Read through the entries below and copy each line where "side" turns up.

(Data shown begins)

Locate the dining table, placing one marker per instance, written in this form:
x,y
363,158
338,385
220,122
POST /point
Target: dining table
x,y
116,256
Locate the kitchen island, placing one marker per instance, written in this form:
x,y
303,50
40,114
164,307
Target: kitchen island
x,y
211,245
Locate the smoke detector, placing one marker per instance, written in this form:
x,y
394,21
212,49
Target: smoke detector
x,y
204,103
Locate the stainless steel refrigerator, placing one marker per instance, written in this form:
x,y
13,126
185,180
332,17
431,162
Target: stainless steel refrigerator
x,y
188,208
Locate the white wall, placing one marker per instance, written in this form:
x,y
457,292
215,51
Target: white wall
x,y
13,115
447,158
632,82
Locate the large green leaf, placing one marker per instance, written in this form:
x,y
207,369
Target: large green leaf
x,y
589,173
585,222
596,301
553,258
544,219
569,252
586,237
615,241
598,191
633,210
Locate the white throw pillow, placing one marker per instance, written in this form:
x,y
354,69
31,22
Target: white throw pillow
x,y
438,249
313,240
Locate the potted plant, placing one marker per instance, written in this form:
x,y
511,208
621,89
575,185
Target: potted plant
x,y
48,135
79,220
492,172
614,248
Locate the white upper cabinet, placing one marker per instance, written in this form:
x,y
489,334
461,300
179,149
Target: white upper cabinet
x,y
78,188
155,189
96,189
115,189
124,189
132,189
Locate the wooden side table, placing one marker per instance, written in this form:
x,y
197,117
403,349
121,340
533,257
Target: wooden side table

(Data shown ends)

* [Exercise answer]
Locate the wooden side table, placing one marker per instance, written in this form:
Target: wooden side table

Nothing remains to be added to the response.